++++ PASSAGE GIVEN ++++

The U.S. State Department’s decision to hand management of the newly created TRIPP+ Enterprise Fund to venture investor Konstantin Sokolov could fundamentally change perceptions of the American presence in the South Caucasus and Central Asia. Officially, the fund, capitalized at more than $200 million, is meant to invest in critical infrastructure, energy, transport, and mineral extraction in the region, effectively providing financial backing for the strategic “Trump Route” (TRIPP).

However, the identity of the fund’s newly appointed chairman forces a look at this ostensibly American initiative from an entirely different angle. Sokolov is not merely a major businessman who has become one of the biggest donors to the U.S. administration, having contributed millions of dollars to White House-linked projects. He is an entrepreneur of “deep Russian origin,” so to speak, whose business career is inextricably tied to St. Petersburg, and whose current activities in Armenia include ownership of former Russian state assets — Viva (formerly Viva-MTS), Ovio (formerly Rostelecom), and the Teghut deposit (VTB previously owned and financed the Teghut copper-molybdenum deposit). The fact that Moscow painlessly transferred or sold its state assets specifically to Sokolov points directly to an extremely high level of trust in him on the part of Russian authorities and his complete acceptability to the Kremlin.

In this light, earlier statements by Russian diplomats take on an entirely new meaning. To note, Maria Zakharova, Russian Foreign Ministry spokesperson, Mikhail Galuzin, Russian Deputy Foreign Minister, and other Russian officials had previously openly stated Moscow’s readiness to explore options for its own involvement in the TRIPP project, hinting at Russian Railways’ unique expertise in the region. Judging by Washington’s latest personnel decisions, the American side did not just hear the signals from Moscow, it effectively acted on them. Sokolov’s appointment as head of the fund coordinating investment in TRIPP looks like an elegant diplomatic compromise.

++++ ENTRIES SHOWN ++++

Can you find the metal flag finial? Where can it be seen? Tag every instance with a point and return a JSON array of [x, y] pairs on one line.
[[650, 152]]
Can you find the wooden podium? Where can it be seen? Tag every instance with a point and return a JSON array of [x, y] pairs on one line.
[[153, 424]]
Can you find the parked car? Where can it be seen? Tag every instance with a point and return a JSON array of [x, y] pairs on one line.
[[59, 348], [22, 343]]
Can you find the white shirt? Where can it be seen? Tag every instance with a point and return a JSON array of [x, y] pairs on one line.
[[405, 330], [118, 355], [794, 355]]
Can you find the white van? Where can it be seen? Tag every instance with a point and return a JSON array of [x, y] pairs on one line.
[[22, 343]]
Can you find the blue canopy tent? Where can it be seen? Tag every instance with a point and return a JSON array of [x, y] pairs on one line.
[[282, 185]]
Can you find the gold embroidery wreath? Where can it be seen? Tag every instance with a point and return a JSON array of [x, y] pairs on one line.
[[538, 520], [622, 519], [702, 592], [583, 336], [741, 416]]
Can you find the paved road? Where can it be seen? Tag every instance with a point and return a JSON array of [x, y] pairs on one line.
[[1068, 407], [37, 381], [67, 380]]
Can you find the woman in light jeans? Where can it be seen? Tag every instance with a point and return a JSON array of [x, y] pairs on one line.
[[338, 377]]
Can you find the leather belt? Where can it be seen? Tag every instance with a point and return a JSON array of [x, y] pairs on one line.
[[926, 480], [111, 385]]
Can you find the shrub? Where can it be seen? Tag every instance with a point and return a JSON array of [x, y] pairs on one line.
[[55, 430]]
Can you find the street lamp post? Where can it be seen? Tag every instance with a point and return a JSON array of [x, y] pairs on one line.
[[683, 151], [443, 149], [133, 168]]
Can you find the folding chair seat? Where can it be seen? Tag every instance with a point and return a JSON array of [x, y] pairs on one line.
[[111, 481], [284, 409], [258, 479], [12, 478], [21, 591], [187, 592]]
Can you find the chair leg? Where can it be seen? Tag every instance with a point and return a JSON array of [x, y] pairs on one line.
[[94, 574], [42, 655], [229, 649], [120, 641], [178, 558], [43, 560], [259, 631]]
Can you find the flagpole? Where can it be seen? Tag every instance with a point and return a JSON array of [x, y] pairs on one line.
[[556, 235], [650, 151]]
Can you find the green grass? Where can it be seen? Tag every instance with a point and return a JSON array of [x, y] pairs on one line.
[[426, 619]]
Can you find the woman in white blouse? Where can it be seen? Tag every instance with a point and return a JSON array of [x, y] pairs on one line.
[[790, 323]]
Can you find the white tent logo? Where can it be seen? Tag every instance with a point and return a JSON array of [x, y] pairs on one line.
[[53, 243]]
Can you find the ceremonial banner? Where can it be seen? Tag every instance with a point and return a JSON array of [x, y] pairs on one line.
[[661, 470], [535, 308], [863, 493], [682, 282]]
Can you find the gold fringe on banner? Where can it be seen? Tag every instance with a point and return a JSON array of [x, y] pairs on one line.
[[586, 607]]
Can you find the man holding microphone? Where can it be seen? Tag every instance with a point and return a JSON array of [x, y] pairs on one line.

++++

AIM
Carry on the article about Konstantin Sokolov's appointment to head the TRIPP+ Enterprise Fund, starting right after its last sentence.

RESPONSE
Rather than directly and politically awkwardly including Russian state companies in the American project, the White House handed the financial levers of control to a man who speaks the same language as the Russian elite and belongs, mentally, to the same post-Soviet space, and who is so acceptable to official Moscow that Russian state assets in Armenia are being sold to him specifically. It appears Trump has remained true to his pragmatic logic and his informal recognition of the South Caucasus as a zone of priority influence for Moscow. Handing control of a key fund to a pro-Russian player looks like a practical implementation of a formula under which Washington is prepared to share economic influence in the region with the Kremlin.

This turn of events places Armenia’s leadership in an extremely ambiguous position. Only recently, Nikol Pashinyan, Prime Minister, was enthusiastically talking about the imminent start of power line construction under TRIPP, stressing that he had received personal assurances from Washington about the project’s priority for the U.S., while his subordinates either ruled out Moscow’s participation in the project or stayed silent on the matter. Yerevan portrayed TRIPP as a kind of “geopolitical shield,” not against Baku and Ankara, but against Russia. Reality, however, has proven far harsher and more cynical.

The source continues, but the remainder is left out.